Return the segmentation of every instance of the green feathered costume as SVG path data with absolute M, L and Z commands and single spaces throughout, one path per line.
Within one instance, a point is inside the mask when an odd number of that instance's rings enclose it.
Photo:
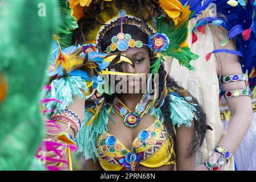
M 39 96 L 57 2 L 0 0 L 0 74 L 7 88 L 0 100 L 0 170 L 44 169 L 35 158 L 44 134 Z

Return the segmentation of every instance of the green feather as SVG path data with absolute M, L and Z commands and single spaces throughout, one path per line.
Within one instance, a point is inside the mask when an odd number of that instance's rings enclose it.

_ _ _ _ _

:: WHAT IS BEING ASKED ::
Print each line of the material above exactly, with the pictures removed from your copy.

:: RESULT ::
Return the segmentation of every instance of the green feathered costume as SVG path data with absolute M, L and Z commands and single spaces throughout, one path per line.
Within one instance, a point is inside the mask when an odd number of that instance's rings enclose it.
Photo:
M 39 96 L 57 2 L 0 0 L 0 74 L 7 88 L 0 100 L 0 170 L 44 169 L 35 158 L 44 134 Z

Return the segmentation of every instance of the green feather as SVG path data with absolute M, L and Z commands and single spaces throughout, one path per line.
Within one instance, a point is inside the mask when an odd number of that instance's rings enclose it.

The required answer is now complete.